[Labeled-object pointing records]
BEGIN
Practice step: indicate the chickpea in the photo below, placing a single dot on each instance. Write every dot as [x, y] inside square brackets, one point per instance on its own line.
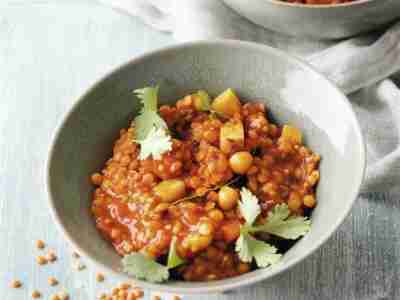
[240, 162]
[231, 230]
[227, 198]
[199, 242]
[206, 228]
[170, 190]
[309, 201]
END
#### [WHAT THIS TASK INVOLVES]
Copy the records above word for word, and leave the pictures out of your copy.

#### [ANSWER TO THE TASK]
Practice step: indicate the chickpea in the photo below, placing a single dot on each instance. Write every dot as [x, y] inside square brackets, one point per instance on its own line.
[240, 162]
[231, 230]
[227, 198]
[199, 242]
[206, 228]
[170, 190]
[309, 201]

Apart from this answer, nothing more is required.